*Objective*: Repeat every line of the material below, requests included, but offset each coordinate in the answers by 83. Leave the pictures out.

*Supplied entries*:
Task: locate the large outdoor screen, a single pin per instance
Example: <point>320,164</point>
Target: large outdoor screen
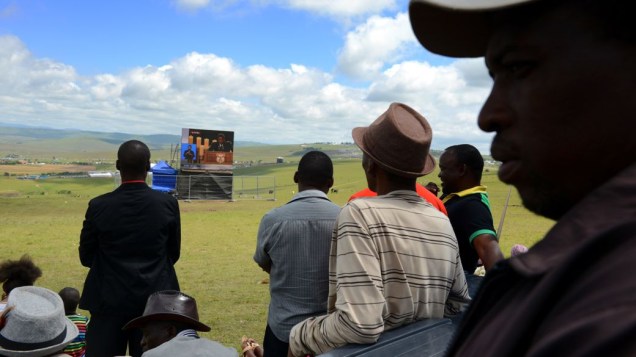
<point>207,150</point>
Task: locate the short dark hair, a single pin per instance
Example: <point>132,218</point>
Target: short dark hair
<point>615,17</point>
<point>133,156</point>
<point>468,155</point>
<point>315,169</point>
<point>70,297</point>
<point>16,273</point>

*Complete response*:
Task: locate the large outdoor screen, a single pin per instance
Example: <point>320,164</point>
Target: large outdoor screen
<point>290,233</point>
Task: locate the short dark hair, a single pin per instance
Example: <point>132,218</point>
Target: short dark hair
<point>698,100</point>
<point>216,239</point>
<point>551,238</point>
<point>398,252</point>
<point>153,380</point>
<point>99,356</point>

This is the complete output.